Entries from a pointing dataset
▼▼▼

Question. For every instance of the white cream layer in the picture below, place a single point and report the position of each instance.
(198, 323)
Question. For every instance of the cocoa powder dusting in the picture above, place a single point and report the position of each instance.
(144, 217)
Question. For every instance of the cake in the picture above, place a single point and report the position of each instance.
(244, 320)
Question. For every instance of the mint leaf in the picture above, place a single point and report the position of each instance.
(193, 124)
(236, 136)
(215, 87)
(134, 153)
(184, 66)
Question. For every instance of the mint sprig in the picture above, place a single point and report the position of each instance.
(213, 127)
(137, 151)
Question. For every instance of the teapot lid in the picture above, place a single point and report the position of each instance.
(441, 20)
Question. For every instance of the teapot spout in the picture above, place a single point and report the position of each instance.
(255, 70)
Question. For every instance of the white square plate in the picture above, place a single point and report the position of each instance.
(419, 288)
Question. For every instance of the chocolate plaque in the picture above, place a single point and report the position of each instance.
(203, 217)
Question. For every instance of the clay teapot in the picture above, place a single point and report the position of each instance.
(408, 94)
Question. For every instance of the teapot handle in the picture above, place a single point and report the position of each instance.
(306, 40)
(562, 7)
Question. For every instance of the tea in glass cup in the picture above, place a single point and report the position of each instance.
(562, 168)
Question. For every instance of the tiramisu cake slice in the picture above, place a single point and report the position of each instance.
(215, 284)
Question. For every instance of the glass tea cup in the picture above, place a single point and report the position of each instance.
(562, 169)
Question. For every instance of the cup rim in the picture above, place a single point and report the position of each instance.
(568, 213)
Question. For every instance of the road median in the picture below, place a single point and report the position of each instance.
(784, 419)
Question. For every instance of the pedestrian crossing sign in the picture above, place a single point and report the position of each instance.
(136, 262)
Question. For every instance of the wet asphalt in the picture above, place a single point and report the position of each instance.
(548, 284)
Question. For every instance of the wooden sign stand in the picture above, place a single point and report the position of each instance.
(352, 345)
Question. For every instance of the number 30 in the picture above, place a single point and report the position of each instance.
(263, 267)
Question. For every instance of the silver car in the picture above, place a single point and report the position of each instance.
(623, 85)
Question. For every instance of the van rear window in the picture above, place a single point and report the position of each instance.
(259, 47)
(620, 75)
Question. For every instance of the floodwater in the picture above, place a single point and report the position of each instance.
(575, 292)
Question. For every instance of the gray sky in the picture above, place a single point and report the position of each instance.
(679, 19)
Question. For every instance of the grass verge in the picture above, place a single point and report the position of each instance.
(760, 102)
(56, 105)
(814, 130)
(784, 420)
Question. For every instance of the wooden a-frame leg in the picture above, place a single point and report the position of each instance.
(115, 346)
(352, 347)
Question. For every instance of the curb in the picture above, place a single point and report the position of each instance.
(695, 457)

▲▲▲

DIRECTIONS =
Extract every entry in the listing word for word.

EXPECTED OUTPUT =
Question. For every instance of the white cream layer in the picture below, place a single point and report the position of each instance.
(198, 323)
Question. For every instance of the cocoa powder dusting in the picture above, place a single point and report the position of each instance.
(144, 217)
Question. For every instance of the cake in the picture above, place a single point and report the position of each instance.
(244, 320)
Question. For every instance of the mint leaf in the picture above, place a single point and report the position of each instance.
(193, 124)
(236, 136)
(215, 87)
(134, 153)
(184, 66)
Question. For every instance of the mint sprig in the picture above, place a single point and report the position of each instance.
(213, 127)
(137, 151)
Question. For every instance of the teapot lid in the picture above, place a single point and report the position of each instance.
(441, 20)
Question. For every instance of the teapot spout in the picture above, place a single point and report the position of each instance.
(255, 70)
Question. For every instance of the white square plate in the picture above, place a single point and report the position of each instance.
(419, 288)
Question. For every instance of the chocolate plaque in the picture above, place a single point and report the position of each instance.
(203, 217)
Question. For every instance of the clay teapot in the picture above, place a single point and report the position of each instance.
(408, 94)
Question. For every instance of the teapot handle in the picture above, place a single point and report the position of each instance.
(306, 40)
(562, 7)
Question. For every instance of the tea in glass cup in the picture above, place a single point and report the position of each instance.
(562, 168)
Question. For every instance of the tiramisu cake slice in the picture above, place a single point and report the position of each instance.
(215, 284)
Question. For every instance of the glass tea cup in the picture above, place a single point and report the position of each instance.
(562, 169)
Question. For every instance of the cup rim in the picture above, place a single point and report the position of each instance.
(568, 213)
Question. For every instance of the road median in the picture below, place a single point and report the position of each instance.
(784, 419)
Question. For every instance of the pedestrian crossing sign in the picture above, place a single point and report the position of each instance.
(136, 262)
Question. For every instance of the wet asphalt in the picture above, place a single point and report the position of each instance.
(548, 284)
Question. For every instance of the wooden sign stand in the picture above, place a single point and report the position of each instance.
(352, 345)
Question. For every instance of the number 30 in the picture above, place a single point and report the position of each instance.
(263, 267)
Question. For every instance of the silver car in the picture above, place a single point and report the position of each instance.
(623, 85)
Question. For every instance of the van rear window in the picture above, place a single point and report the position of each instance.
(259, 47)
(620, 75)
Question. For every instance of the floodwater in the picture above, place a single point and report the position of each instance.
(575, 292)
Question. For every instance of the gray sky in the picture above, place a single point and report the position of each instance.
(679, 19)
Question. For every instance of the grass verge in the picture above, place a single point and report the position of each instance.
(760, 102)
(56, 105)
(814, 130)
(784, 420)
Question. For every instance of the wooden a-frame leg in the picture above, place a single point and report the position of each instance.
(115, 346)
(352, 347)
Question. For every instance of the curb in the picture above, place a single point and report the position of each instance.
(695, 457)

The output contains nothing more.